>> begin Record list
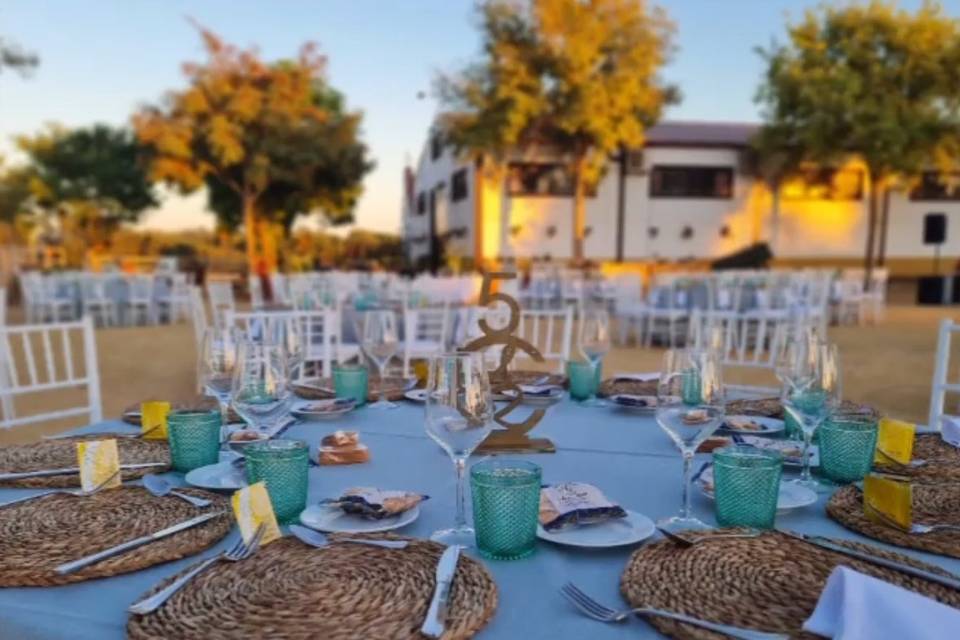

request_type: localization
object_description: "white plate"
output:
>> end Record list
>> begin Record list
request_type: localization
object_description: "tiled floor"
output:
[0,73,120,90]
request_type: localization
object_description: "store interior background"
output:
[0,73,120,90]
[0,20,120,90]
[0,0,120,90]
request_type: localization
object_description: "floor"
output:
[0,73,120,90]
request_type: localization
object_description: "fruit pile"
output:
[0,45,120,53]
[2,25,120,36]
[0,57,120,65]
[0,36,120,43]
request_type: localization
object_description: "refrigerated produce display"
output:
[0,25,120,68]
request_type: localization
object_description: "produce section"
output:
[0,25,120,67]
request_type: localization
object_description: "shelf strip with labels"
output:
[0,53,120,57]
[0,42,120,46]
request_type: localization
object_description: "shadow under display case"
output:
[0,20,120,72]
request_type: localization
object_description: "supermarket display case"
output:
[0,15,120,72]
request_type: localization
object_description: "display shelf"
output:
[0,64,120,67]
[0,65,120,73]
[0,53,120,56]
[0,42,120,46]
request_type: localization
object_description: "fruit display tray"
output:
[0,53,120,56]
>> end Record list
>> begin Record list
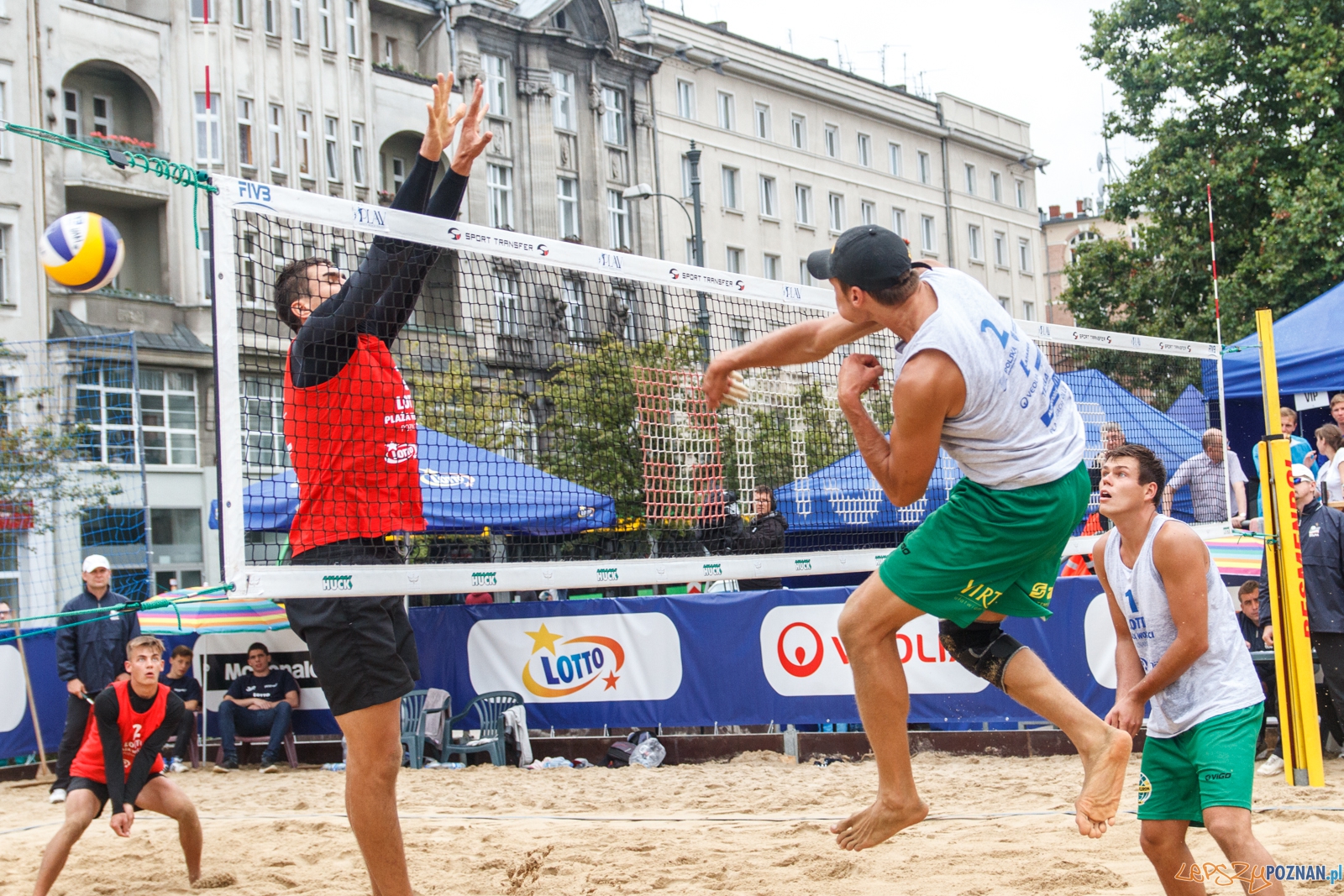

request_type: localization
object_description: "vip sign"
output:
>> end Record list
Pull out every line in the items above that contains the string "shelf", counting only matches with the same case.

In response:
object_description: "shelf strip with labels"
object_description: "display shelf"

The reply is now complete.